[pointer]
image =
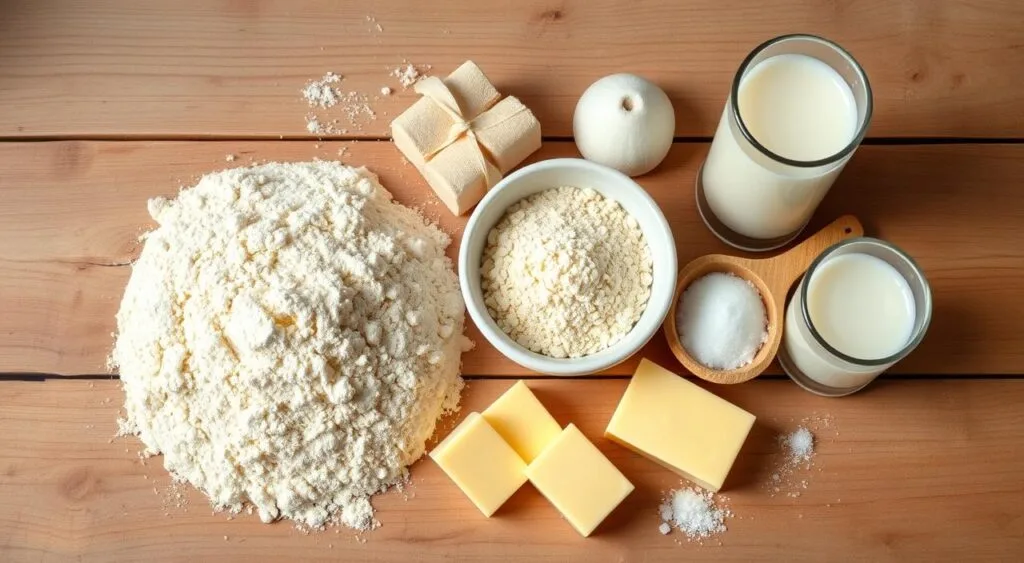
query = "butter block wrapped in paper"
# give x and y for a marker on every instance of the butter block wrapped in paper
(463, 136)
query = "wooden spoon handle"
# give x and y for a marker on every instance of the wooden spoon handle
(793, 263)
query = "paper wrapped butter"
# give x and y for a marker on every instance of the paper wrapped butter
(463, 137)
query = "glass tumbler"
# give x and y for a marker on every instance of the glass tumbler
(818, 366)
(754, 199)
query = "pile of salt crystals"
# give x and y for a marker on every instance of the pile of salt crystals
(693, 512)
(722, 321)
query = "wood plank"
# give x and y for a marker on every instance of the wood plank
(193, 68)
(72, 213)
(919, 470)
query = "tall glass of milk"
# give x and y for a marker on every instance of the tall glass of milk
(798, 110)
(862, 306)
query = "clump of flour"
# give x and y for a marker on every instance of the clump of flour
(566, 272)
(288, 340)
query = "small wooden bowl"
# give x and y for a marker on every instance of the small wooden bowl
(772, 277)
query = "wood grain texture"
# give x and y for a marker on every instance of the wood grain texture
(910, 470)
(772, 277)
(72, 212)
(196, 68)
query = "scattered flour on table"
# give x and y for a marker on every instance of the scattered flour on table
(693, 512)
(288, 339)
(792, 472)
(566, 272)
(322, 92)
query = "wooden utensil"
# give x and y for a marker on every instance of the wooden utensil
(772, 277)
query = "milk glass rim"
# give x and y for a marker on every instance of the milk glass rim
(920, 308)
(861, 129)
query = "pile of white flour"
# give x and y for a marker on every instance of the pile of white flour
(566, 272)
(288, 339)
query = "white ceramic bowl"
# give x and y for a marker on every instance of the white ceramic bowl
(578, 173)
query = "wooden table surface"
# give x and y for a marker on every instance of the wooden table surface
(108, 103)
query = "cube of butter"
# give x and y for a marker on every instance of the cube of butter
(679, 425)
(479, 461)
(579, 480)
(522, 421)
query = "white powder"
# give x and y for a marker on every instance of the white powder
(312, 125)
(722, 320)
(408, 74)
(792, 471)
(321, 92)
(566, 272)
(799, 445)
(693, 512)
(288, 339)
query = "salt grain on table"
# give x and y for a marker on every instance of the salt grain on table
(722, 320)
(693, 512)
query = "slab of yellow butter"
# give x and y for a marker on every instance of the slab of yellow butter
(522, 421)
(481, 463)
(679, 425)
(579, 480)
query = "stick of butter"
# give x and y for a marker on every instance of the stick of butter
(679, 425)
(522, 421)
(579, 480)
(481, 463)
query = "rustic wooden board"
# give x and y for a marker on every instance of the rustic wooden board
(193, 68)
(72, 212)
(919, 470)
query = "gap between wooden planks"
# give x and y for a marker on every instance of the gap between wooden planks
(72, 212)
(926, 470)
(231, 69)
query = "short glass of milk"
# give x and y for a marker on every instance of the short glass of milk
(862, 306)
(798, 110)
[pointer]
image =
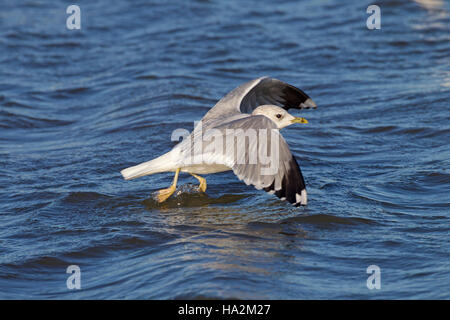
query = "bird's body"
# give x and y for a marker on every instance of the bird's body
(243, 124)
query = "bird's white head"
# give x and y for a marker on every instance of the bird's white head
(278, 115)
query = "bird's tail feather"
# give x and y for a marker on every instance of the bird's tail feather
(160, 164)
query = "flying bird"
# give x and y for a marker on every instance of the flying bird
(240, 133)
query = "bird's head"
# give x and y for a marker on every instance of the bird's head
(278, 115)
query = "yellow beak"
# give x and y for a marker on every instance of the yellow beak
(299, 120)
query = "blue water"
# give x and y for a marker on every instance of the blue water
(77, 106)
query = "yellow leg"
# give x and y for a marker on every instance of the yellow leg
(163, 194)
(202, 186)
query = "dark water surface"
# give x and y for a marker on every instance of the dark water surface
(77, 106)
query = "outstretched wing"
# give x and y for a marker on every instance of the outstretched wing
(259, 156)
(265, 90)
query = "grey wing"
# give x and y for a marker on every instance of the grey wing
(274, 168)
(265, 90)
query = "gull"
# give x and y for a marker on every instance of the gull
(253, 113)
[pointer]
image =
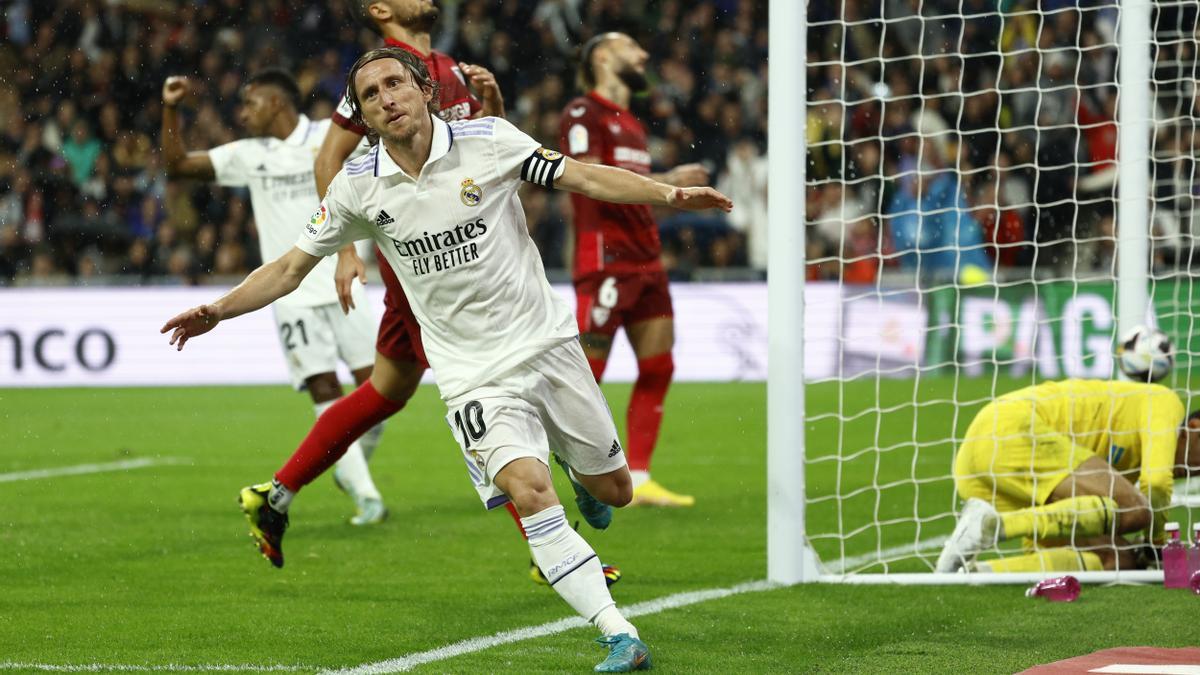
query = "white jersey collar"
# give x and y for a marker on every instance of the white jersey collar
(300, 133)
(442, 142)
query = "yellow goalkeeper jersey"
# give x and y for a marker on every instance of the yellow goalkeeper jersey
(1132, 425)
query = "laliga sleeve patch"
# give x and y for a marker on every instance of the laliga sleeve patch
(543, 166)
(577, 139)
(318, 220)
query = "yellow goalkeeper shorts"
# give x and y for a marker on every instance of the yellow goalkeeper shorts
(1013, 458)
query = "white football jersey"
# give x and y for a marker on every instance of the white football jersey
(282, 196)
(456, 237)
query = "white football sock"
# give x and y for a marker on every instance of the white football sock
(370, 441)
(352, 470)
(573, 569)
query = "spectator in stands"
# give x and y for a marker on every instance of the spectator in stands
(112, 55)
(930, 225)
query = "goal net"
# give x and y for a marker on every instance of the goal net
(964, 239)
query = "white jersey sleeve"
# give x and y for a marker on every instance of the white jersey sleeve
(517, 155)
(335, 223)
(232, 161)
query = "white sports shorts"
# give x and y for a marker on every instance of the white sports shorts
(547, 404)
(313, 339)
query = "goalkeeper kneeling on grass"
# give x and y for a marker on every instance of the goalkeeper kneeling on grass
(1055, 465)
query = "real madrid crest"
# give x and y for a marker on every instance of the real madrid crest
(472, 195)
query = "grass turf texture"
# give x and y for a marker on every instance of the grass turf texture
(154, 566)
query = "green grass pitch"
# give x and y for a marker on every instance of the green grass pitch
(153, 566)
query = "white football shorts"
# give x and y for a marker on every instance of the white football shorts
(315, 339)
(547, 404)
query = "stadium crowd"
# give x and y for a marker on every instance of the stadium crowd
(952, 135)
(83, 192)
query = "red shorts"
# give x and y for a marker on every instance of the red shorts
(400, 335)
(607, 302)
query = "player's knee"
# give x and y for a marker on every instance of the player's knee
(396, 381)
(1134, 515)
(532, 497)
(323, 387)
(1116, 559)
(659, 368)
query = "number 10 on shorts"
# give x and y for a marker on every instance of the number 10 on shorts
(469, 422)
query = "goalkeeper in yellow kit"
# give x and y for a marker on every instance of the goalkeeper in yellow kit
(1055, 464)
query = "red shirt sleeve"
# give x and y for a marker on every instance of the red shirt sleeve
(582, 132)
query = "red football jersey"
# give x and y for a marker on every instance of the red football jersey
(456, 102)
(610, 237)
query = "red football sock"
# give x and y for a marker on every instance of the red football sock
(516, 518)
(598, 366)
(339, 426)
(645, 414)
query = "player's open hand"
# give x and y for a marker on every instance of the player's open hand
(349, 267)
(688, 175)
(699, 198)
(196, 321)
(483, 81)
(175, 89)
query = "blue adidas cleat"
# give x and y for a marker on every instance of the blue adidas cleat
(597, 513)
(625, 655)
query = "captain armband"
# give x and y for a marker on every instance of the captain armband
(543, 166)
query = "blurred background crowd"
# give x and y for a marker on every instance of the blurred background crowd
(84, 197)
(965, 138)
(970, 137)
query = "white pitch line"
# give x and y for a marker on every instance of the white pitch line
(162, 668)
(531, 632)
(84, 469)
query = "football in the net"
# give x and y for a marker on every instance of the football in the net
(1145, 354)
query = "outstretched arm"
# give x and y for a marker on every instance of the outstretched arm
(489, 90)
(178, 161)
(684, 175)
(621, 186)
(261, 288)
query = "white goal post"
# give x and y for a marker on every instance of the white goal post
(1065, 143)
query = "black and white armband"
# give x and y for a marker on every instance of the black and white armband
(544, 166)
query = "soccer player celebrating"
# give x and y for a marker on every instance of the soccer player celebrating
(400, 360)
(502, 344)
(618, 274)
(1053, 464)
(276, 166)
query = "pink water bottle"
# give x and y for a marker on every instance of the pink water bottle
(1057, 590)
(1175, 560)
(1194, 550)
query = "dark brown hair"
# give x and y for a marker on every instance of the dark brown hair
(360, 11)
(586, 76)
(411, 61)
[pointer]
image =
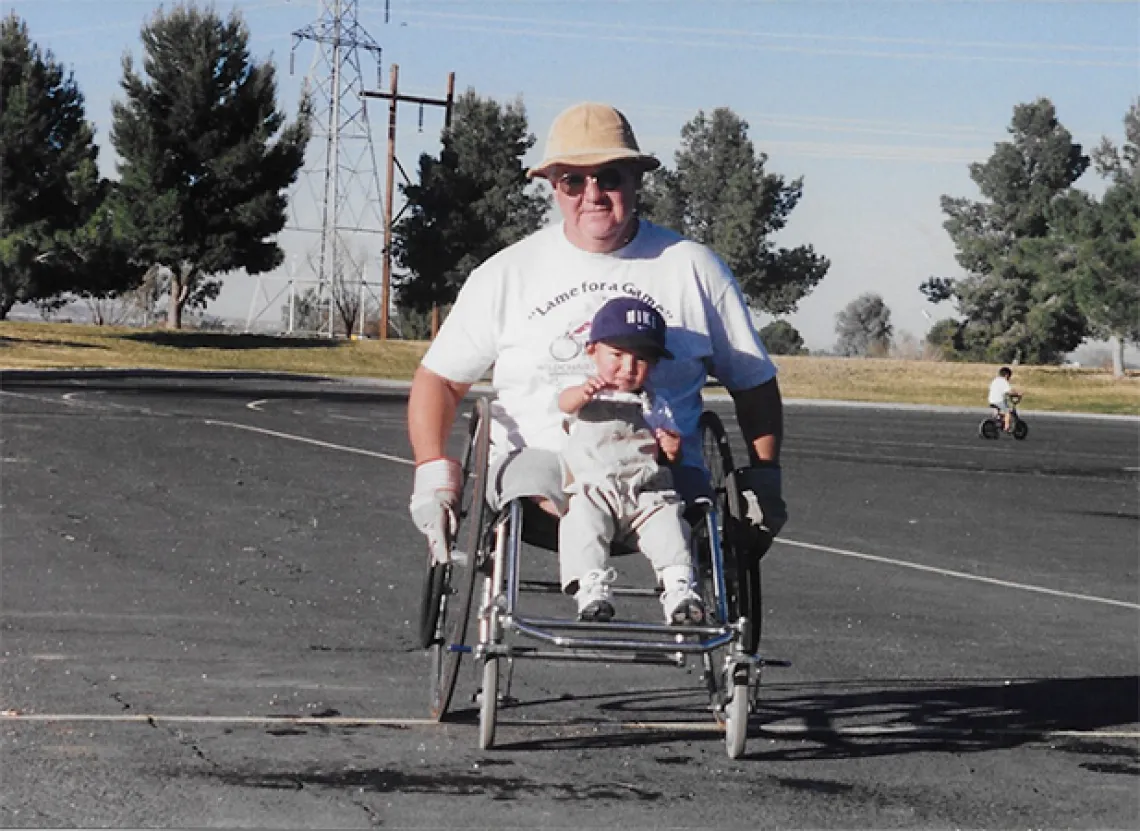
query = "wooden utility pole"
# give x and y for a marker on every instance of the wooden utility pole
(393, 98)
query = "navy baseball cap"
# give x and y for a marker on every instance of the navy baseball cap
(630, 324)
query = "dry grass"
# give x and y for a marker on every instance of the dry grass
(39, 345)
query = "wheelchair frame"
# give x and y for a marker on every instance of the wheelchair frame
(489, 546)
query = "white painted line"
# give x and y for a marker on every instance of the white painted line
(307, 440)
(882, 730)
(960, 575)
(333, 722)
(705, 726)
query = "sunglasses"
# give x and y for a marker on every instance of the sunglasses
(607, 179)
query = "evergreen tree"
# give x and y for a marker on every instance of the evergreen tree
(1011, 306)
(1106, 237)
(54, 235)
(863, 327)
(470, 202)
(721, 195)
(203, 177)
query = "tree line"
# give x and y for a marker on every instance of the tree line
(206, 159)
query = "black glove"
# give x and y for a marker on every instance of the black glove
(760, 511)
(759, 490)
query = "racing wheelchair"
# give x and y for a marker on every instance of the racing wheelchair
(470, 605)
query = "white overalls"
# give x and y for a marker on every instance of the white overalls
(618, 491)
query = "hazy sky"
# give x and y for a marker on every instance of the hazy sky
(879, 105)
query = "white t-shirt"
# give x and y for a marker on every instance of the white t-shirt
(527, 311)
(999, 388)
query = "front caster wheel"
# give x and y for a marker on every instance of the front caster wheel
(488, 705)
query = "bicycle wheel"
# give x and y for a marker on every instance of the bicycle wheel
(450, 630)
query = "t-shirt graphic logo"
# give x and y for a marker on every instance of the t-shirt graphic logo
(568, 345)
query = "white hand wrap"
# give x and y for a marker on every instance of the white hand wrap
(434, 505)
(764, 505)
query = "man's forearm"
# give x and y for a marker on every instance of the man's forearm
(432, 406)
(759, 413)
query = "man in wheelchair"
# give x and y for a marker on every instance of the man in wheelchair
(527, 310)
(621, 440)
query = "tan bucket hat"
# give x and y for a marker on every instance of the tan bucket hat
(592, 133)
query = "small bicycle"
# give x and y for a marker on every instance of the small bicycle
(992, 426)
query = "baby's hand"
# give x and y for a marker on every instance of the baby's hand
(669, 443)
(592, 388)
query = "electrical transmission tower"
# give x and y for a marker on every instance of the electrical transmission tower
(338, 194)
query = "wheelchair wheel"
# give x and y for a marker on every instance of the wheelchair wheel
(735, 714)
(454, 608)
(437, 580)
(741, 564)
(488, 703)
(717, 456)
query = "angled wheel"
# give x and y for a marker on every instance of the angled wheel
(741, 560)
(735, 715)
(453, 612)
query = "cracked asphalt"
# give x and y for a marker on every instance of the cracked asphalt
(209, 589)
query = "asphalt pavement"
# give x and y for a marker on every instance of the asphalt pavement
(209, 588)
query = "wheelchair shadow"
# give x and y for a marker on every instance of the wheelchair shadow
(847, 720)
(929, 715)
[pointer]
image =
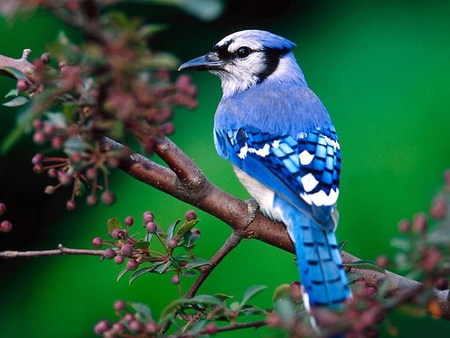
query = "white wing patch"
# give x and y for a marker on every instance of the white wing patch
(309, 182)
(305, 157)
(263, 152)
(320, 198)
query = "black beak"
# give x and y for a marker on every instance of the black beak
(209, 61)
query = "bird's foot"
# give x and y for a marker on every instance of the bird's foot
(253, 208)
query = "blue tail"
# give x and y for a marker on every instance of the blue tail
(319, 261)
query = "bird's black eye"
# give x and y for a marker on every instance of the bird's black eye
(243, 52)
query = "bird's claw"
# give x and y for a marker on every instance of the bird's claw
(253, 208)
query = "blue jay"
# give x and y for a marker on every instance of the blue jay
(284, 150)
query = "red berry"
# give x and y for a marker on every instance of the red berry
(172, 243)
(119, 305)
(109, 253)
(71, 205)
(132, 264)
(119, 259)
(190, 215)
(127, 250)
(5, 226)
(211, 329)
(97, 242)
(108, 198)
(101, 327)
(129, 221)
(151, 227)
(175, 279)
(148, 217)
(22, 84)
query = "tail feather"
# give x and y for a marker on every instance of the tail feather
(319, 262)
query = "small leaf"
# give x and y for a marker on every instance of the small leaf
(16, 102)
(342, 245)
(14, 72)
(141, 245)
(122, 273)
(171, 230)
(113, 223)
(252, 291)
(12, 92)
(188, 225)
(163, 267)
(282, 291)
(143, 312)
(140, 272)
(365, 265)
(195, 263)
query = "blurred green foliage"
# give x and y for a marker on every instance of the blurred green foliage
(380, 67)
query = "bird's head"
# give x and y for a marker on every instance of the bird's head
(247, 58)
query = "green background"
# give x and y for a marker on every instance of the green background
(382, 70)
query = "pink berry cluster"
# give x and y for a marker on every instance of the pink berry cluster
(5, 225)
(81, 171)
(127, 248)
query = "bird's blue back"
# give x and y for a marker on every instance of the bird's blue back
(284, 148)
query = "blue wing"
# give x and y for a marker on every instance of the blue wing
(305, 169)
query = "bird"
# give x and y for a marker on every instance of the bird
(284, 150)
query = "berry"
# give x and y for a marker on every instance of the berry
(71, 205)
(441, 283)
(23, 85)
(172, 243)
(108, 198)
(109, 253)
(37, 159)
(92, 200)
(127, 250)
(101, 327)
(175, 279)
(136, 326)
(132, 264)
(148, 217)
(119, 259)
(119, 305)
(190, 215)
(211, 328)
(5, 226)
(151, 227)
(45, 58)
(129, 221)
(97, 242)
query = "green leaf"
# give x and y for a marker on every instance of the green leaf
(188, 225)
(12, 92)
(113, 223)
(140, 272)
(141, 244)
(16, 102)
(171, 230)
(365, 265)
(14, 73)
(342, 245)
(13, 136)
(122, 273)
(195, 263)
(251, 292)
(163, 267)
(143, 312)
(282, 291)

§ Directions for this task: Please report every line of the data above that contains the string "laliga", matching its case exactly.

§ Answer to this exercise:
query = "laliga sleeve patch"
# give x and y for a marker on every instance of the laliga sleeve patch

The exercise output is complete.